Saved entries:
====
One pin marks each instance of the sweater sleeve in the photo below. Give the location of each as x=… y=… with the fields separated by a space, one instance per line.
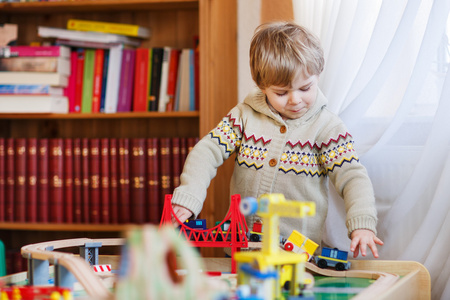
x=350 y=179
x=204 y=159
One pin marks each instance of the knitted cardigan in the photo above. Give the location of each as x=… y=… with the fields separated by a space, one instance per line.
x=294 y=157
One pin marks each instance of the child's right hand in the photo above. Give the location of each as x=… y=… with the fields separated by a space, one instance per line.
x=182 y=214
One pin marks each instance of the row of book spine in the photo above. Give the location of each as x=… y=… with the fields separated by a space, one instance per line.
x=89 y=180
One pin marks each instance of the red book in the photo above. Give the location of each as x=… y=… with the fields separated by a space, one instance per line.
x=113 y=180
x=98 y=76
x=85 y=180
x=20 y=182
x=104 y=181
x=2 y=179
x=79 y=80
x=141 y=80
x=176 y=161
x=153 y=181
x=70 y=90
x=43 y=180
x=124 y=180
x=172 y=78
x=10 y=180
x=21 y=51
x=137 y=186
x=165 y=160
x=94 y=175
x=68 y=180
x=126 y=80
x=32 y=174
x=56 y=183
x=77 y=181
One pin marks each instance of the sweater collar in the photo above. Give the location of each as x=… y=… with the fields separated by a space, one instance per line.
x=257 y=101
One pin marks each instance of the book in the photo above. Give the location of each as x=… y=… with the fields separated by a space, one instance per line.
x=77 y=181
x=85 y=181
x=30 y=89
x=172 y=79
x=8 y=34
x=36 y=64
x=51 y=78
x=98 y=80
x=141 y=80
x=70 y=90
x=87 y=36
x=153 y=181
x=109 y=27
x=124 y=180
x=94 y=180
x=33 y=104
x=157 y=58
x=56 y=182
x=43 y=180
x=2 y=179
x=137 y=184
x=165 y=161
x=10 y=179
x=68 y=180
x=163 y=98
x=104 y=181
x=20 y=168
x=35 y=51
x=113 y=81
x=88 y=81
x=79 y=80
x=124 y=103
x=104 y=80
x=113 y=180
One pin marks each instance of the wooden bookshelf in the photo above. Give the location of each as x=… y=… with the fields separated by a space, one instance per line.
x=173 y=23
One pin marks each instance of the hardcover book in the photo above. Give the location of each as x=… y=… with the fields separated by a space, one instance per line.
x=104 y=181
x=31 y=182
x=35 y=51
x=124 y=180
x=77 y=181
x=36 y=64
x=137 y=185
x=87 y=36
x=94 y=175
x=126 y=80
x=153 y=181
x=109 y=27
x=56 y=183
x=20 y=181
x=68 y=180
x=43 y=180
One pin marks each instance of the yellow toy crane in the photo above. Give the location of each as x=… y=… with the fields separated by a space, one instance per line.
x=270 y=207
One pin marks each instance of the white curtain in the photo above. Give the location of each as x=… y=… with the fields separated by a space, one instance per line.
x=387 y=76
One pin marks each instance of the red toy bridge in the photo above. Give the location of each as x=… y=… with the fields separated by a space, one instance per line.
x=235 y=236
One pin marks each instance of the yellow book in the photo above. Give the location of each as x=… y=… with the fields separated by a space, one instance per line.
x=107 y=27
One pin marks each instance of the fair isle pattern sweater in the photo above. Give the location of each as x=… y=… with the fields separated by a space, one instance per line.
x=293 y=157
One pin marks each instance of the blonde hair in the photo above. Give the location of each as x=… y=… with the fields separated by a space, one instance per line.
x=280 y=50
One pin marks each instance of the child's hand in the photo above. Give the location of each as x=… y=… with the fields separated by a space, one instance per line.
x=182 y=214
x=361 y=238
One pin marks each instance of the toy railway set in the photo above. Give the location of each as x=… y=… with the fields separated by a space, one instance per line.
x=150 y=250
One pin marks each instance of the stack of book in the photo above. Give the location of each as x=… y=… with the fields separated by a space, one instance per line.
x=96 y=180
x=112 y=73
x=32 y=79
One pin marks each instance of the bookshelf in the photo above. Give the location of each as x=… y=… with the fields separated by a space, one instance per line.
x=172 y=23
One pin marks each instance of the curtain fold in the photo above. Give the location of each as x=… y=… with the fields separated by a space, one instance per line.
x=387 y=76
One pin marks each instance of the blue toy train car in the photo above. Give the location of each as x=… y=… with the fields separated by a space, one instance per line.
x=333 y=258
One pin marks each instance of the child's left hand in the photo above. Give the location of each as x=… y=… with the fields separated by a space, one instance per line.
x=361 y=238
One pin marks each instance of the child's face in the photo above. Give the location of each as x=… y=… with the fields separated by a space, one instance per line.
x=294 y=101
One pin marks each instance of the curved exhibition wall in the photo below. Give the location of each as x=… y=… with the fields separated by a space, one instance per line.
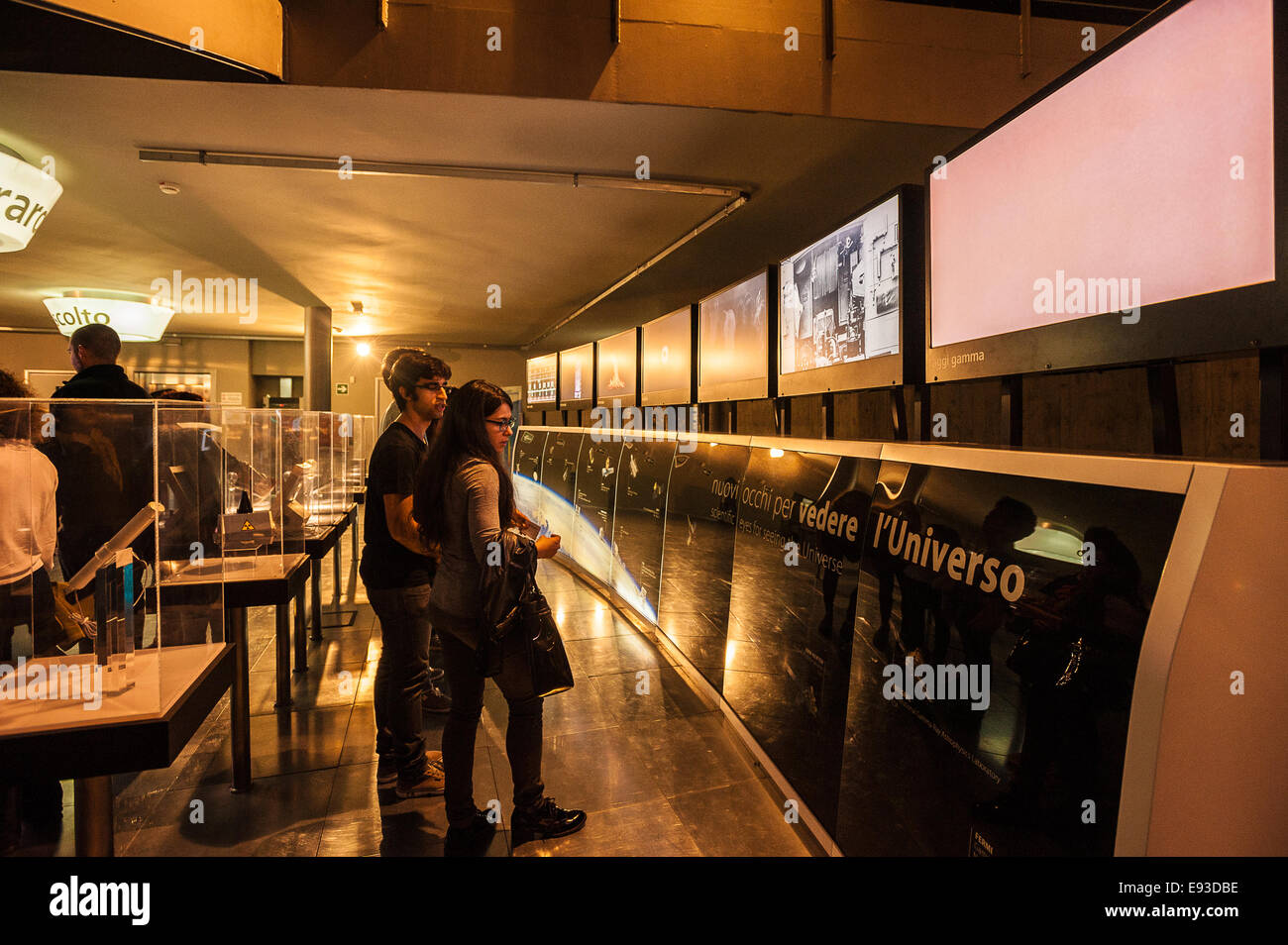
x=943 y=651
====
What this task involves: Only the lines from the one containing "One pin marks each instance of the child's hand" through the final line of the entries belong in the copy, both ends included. Pictures stay out.

Exercise result:
One pin marks each instance of the child's hand in the photo above. Give the location of each as x=… y=… with the fields separated by a space, one instance per line.
x=182 y=214
x=361 y=238
One pin marks each instance of the toy railway set in the photo above. Give the location of each as x=… y=… with the fields separated by a space, one instance per line.
x=150 y=250
One pin marks each instance of the stack of book in the photo above. Give the location of each as x=… y=… with the fields separated by a space, one instance per line.
x=96 y=180
x=112 y=73
x=32 y=79
One pin marks each instance of the bookshelf in the photo above. Give the location of each as x=… y=… with the fields separated by a space, one instance per line.
x=172 y=23
One pin marks each instance of the curtain fold in the photo above. Give the location of each as x=… y=… with the fields separated by a space, one instance per line.
x=387 y=76
One pin marks each instance of the blue toy train car in the photo above. Give the location of each as x=… y=… with the fields separated by a space, one instance per line.
x=333 y=258
One pin marks each instance of the child's left hand in the photo above. Give the location of each as x=… y=… with the fields separated by a space, one instance per line.
x=361 y=238
One pin marks each instance of the child's face in the photo above. Give the location of each as x=… y=… with the fields separated by a space, one instance per line.
x=294 y=101
One pin marks each instance of the curved exhibition wall in the photo below. Give the location of each as x=… y=… with the fields separated by a space, one instance per line.
x=943 y=651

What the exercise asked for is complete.